TASK:
Write the listing below out again exactly, dropping the images.

┌────────

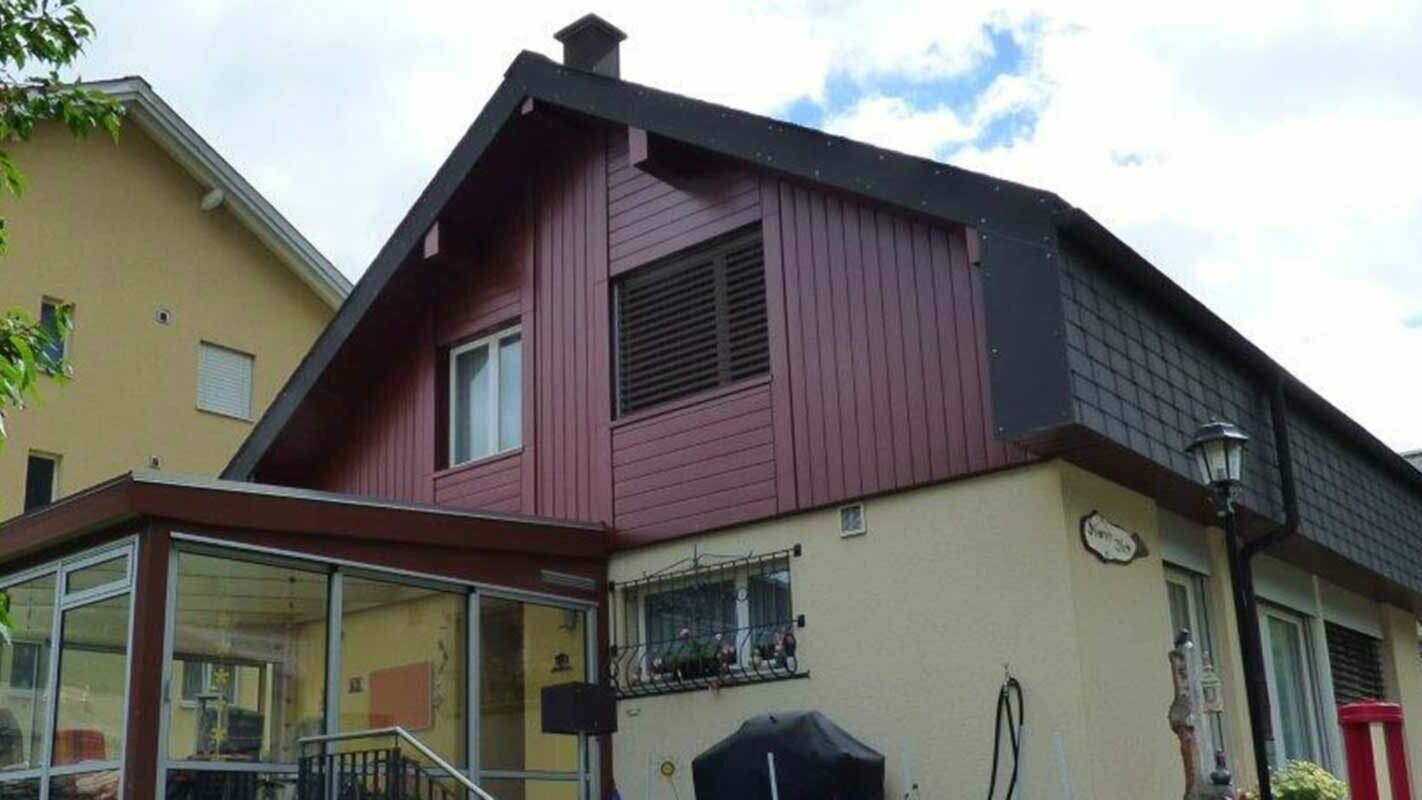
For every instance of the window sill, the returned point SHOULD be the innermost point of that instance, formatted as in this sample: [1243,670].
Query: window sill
[223,415]
[707,395]
[478,462]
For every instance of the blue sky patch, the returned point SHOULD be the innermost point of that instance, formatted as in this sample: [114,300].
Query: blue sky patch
[960,93]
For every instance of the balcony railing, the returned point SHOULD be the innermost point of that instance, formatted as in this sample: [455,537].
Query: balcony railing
[707,621]
[407,769]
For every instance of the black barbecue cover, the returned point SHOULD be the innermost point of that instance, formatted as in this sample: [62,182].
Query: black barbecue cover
[815,759]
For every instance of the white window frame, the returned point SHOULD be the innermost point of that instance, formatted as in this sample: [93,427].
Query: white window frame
[589,749]
[66,601]
[206,681]
[47,301]
[495,344]
[1311,677]
[252,381]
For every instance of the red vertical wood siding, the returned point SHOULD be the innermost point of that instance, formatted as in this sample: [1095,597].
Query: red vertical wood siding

└────────

WORKED SOLUTION:
For every instance of the window sill, the returned point SHOULD be the innermost point of that instance, formatted as in this sample: [1243,670].
Query: window sill
[223,415]
[707,395]
[478,462]
For every instance of the blue sky patch, the returned point SHOULD be the innermost point of that instance, formatted as in this sample: [114,300].
Query: blue sky patch
[960,93]
For every instance of the balcony railing, the returned point SHOULD be the innermost point of that instance, formatted as in this sample: [455,537].
Query: balcony railing
[707,621]
[407,769]
For every instance of the black barbecue cover, the returned point SHOULD be the innermost point of that instance, formatted as in this sample: [62,182].
Query: black barbecue cover
[815,759]
For every instance of the white window frame, the returned point SHOULD be the innermost point of that instance, formatted as in this sample: [93,427].
Query: white window frame
[589,749]
[66,601]
[206,681]
[47,301]
[495,344]
[1311,677]
[252,381]
For every instance of the red vertical wood siding, the returned point SHOULD be the innermost point of that instance, formatted as in this sample: [1095,597].
Query: red vertical wood siding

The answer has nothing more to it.